_Aim of the task_
Return the passage in the excerpt on impartial physician costs between "The Board or" and "purpose. (Emphasis added.)", inclusive, copying it word for word.

We now turn to Duquesne’s final contention which is that the referee erred when he imposed the costs of deposing the impartial physician upon it under Section 440 of the Act.5 Duquesne argues that Section *502420 of the Act6 mandates that all costs associated with an impartial physician are to he paid by the Department of Labor and Industry (Department). This is an incorrect reading of the statute. The second paragraph of Section 420 of the Act reads as follows:

The Board or referee, as the case may be, shall fix the compensation of such physicians, surgeons, and experts, which when so fixed, shall be paid out of the sum appropriated to the Department of Labor and Industry for such purpose. (Emphasis added.)

_Entries shown_

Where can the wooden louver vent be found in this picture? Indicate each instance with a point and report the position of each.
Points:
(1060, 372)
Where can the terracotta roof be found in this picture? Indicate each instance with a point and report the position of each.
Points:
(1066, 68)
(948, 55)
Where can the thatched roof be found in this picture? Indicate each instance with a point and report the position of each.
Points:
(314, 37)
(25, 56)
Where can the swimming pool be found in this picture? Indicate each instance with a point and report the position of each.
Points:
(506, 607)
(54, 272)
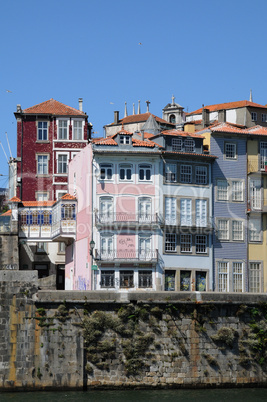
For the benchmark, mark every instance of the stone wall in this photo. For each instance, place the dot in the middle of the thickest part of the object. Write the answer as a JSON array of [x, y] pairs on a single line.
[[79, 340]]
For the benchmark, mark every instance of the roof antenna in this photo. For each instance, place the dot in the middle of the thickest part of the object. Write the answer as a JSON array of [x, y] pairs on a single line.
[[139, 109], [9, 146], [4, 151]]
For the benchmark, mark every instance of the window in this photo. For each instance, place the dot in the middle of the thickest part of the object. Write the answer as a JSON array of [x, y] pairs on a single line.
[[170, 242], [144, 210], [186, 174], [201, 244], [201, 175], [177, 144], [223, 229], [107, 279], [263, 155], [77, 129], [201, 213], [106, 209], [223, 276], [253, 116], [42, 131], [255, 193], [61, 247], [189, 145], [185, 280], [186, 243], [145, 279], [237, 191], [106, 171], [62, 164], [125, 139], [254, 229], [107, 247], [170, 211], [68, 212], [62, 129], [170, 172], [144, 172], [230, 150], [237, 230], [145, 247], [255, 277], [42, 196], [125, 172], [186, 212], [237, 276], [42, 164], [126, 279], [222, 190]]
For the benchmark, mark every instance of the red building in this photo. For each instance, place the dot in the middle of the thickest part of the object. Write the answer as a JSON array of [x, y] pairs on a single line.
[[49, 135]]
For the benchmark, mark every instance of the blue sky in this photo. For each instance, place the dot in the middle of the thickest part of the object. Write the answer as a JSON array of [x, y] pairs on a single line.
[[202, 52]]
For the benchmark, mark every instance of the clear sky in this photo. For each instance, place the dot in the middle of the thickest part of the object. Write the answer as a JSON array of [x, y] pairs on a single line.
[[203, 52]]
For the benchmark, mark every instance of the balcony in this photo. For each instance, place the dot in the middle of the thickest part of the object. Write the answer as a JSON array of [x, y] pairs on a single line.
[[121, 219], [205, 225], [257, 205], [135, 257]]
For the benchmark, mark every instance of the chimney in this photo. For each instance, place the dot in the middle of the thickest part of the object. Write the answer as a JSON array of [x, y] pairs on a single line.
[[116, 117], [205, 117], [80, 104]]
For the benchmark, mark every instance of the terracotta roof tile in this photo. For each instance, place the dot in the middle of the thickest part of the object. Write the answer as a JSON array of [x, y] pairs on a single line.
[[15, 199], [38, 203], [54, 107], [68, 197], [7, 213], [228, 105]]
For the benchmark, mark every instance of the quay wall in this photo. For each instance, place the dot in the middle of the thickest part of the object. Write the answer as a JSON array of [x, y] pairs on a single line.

_Output_
The Board or referee, as the case may be, shall fix the compensation of such physicians, surgeons, and experts, which when so fixed, shall be paid out of the sum appropriated to the Department of Labor and Industry for such purpose. (Emphasis added.)